[Begin Extracted records]

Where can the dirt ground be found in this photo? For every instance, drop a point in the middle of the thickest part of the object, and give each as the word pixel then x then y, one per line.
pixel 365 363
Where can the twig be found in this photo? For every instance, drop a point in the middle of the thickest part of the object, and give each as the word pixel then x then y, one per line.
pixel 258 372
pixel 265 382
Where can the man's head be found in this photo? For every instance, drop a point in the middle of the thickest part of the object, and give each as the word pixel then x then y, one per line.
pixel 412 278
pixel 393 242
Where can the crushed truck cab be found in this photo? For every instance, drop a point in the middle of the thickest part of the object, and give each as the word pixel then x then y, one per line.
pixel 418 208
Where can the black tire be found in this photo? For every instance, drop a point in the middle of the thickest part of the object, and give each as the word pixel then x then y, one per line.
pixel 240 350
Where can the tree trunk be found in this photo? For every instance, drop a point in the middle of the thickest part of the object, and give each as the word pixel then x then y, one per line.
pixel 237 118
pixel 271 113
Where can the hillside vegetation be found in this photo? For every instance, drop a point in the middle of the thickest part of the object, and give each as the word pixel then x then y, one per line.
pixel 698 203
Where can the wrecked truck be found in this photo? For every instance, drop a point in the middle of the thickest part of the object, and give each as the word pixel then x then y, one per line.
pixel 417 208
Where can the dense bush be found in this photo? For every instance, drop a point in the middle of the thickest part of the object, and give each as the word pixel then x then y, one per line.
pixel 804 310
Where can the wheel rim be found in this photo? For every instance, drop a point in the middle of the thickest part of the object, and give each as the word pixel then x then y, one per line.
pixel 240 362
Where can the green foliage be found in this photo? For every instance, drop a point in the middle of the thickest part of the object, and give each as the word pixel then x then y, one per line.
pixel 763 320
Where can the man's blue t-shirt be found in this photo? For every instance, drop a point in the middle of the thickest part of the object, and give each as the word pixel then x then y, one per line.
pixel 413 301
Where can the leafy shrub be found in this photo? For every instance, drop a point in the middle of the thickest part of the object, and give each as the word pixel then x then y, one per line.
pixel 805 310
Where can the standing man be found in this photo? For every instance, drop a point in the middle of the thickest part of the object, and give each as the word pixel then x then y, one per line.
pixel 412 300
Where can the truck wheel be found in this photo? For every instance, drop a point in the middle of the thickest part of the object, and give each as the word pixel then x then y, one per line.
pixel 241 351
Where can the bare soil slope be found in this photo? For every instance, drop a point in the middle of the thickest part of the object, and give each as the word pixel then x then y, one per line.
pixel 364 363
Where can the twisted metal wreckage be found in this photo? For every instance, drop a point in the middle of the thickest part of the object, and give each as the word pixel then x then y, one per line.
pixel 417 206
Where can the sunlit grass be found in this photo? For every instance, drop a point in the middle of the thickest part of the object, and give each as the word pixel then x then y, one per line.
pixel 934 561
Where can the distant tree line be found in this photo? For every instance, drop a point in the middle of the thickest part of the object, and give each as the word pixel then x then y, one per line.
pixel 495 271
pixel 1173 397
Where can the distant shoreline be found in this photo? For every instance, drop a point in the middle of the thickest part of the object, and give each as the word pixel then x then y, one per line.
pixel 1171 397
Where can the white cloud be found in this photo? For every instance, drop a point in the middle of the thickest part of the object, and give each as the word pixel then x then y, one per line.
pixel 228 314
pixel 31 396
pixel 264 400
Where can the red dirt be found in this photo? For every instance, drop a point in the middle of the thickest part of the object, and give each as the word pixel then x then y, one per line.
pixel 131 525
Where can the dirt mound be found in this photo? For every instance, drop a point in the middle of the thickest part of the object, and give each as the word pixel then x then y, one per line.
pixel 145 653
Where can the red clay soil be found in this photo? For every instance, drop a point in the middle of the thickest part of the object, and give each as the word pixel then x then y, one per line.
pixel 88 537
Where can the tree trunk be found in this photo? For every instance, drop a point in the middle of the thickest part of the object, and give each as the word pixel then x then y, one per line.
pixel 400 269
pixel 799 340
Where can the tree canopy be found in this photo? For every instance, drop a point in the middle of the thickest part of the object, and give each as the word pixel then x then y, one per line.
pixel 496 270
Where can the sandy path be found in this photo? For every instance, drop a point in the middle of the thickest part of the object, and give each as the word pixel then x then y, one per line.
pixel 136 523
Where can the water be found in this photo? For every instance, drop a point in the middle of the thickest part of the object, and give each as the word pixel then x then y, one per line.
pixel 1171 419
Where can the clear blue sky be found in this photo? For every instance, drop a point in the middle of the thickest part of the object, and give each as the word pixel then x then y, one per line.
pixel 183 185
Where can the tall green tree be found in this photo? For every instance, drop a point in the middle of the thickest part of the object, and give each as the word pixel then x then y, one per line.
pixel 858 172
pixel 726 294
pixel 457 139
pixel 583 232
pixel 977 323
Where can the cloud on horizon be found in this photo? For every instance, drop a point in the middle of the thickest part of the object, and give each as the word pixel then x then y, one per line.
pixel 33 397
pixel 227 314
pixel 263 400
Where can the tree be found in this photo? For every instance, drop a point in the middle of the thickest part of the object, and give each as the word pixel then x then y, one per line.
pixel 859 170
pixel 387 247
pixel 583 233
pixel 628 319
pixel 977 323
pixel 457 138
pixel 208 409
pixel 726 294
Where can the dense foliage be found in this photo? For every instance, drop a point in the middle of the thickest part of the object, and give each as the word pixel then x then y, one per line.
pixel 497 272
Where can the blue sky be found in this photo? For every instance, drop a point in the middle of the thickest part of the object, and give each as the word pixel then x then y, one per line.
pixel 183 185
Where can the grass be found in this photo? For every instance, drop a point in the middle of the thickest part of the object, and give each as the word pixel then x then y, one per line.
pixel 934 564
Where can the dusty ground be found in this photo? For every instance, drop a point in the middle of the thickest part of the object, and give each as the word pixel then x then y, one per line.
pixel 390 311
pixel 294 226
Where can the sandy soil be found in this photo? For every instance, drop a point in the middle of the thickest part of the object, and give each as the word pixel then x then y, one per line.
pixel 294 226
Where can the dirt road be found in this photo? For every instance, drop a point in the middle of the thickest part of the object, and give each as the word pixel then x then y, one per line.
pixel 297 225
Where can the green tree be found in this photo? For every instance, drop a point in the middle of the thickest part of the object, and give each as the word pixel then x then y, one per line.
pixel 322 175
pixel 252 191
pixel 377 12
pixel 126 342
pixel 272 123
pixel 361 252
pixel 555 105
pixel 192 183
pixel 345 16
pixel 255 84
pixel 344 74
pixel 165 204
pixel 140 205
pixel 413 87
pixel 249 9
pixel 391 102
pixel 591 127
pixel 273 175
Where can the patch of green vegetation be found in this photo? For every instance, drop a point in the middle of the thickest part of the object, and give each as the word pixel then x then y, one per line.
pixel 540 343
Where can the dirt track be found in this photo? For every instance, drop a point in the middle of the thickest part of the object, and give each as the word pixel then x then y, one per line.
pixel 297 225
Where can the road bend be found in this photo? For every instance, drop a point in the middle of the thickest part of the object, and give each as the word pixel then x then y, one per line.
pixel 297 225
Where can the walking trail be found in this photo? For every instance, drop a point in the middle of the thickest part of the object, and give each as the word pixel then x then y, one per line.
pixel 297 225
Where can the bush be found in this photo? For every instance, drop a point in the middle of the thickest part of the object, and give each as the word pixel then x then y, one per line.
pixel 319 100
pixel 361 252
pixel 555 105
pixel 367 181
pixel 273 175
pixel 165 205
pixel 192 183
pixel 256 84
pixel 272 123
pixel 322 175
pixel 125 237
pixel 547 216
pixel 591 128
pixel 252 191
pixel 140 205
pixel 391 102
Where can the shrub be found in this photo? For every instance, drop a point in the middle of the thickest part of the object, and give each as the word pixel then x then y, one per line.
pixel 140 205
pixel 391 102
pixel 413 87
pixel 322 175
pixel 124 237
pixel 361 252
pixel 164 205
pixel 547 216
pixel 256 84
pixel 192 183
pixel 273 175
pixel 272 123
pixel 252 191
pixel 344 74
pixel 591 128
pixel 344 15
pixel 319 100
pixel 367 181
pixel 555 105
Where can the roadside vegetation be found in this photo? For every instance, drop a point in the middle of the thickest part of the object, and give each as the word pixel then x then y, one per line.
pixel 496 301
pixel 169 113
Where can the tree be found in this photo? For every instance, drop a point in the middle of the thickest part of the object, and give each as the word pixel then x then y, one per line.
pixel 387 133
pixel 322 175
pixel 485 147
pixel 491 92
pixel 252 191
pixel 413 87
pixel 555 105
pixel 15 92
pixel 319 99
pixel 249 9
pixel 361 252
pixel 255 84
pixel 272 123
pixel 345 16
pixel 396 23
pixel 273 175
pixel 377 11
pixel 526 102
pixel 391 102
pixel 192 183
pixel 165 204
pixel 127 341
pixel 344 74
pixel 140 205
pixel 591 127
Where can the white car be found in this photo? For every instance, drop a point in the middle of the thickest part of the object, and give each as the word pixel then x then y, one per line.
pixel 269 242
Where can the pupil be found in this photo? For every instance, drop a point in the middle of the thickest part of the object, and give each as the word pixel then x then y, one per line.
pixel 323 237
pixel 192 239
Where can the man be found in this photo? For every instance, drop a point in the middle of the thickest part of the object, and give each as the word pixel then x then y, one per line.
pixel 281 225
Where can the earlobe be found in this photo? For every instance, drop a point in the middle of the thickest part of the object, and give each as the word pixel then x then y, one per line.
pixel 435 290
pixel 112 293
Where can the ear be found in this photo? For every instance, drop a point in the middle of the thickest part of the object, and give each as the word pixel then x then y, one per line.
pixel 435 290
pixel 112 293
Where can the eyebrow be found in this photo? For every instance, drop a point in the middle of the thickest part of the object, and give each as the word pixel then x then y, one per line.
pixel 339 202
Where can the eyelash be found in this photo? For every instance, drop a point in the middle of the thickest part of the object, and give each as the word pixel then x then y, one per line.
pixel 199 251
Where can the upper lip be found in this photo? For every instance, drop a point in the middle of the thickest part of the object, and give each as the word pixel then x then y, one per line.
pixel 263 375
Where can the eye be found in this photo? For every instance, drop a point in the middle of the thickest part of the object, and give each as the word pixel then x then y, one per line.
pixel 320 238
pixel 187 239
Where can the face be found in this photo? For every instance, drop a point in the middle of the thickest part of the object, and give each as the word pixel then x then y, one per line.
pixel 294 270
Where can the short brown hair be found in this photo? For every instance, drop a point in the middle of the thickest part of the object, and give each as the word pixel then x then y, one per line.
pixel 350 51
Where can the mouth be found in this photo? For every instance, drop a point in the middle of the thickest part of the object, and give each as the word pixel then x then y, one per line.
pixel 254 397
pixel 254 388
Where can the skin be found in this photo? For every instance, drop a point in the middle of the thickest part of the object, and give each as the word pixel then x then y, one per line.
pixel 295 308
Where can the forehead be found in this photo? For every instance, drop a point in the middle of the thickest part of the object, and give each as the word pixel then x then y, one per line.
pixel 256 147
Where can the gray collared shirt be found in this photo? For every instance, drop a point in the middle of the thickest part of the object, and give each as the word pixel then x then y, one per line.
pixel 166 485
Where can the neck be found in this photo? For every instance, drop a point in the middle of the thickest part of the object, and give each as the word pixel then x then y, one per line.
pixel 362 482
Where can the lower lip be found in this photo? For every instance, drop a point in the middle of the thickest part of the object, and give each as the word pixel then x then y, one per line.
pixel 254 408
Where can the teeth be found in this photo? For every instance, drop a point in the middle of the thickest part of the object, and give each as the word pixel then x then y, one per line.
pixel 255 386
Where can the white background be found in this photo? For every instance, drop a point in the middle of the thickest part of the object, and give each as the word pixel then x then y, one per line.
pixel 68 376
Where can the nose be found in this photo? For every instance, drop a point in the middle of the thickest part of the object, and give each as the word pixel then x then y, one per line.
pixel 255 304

[End Extracted records]

## Exercise directions
Return, word for word, the items from the line that has "Where can the eye be" through the line that has "pixel 350 51", with both of those lines included.

## Complete answer
Where can the eye be found in this photo? For every instance, drop a point in the middle of the thickest part of the object, and give each as the word pixel then x then y, one per line.
pixel 320 238
pixel 187 239
Where can the face be found in this photo? For every instance, drop a point in the middle of the thickest part of the object, and give each as the word pixel then x then y, one per line.
pixel 294 270
Where can the short brown hair be found in this photo? For every instance, drop a point in the middle of the thickest part of the object, and give each as the word pixel then x then y, one per line.
pixel 350 51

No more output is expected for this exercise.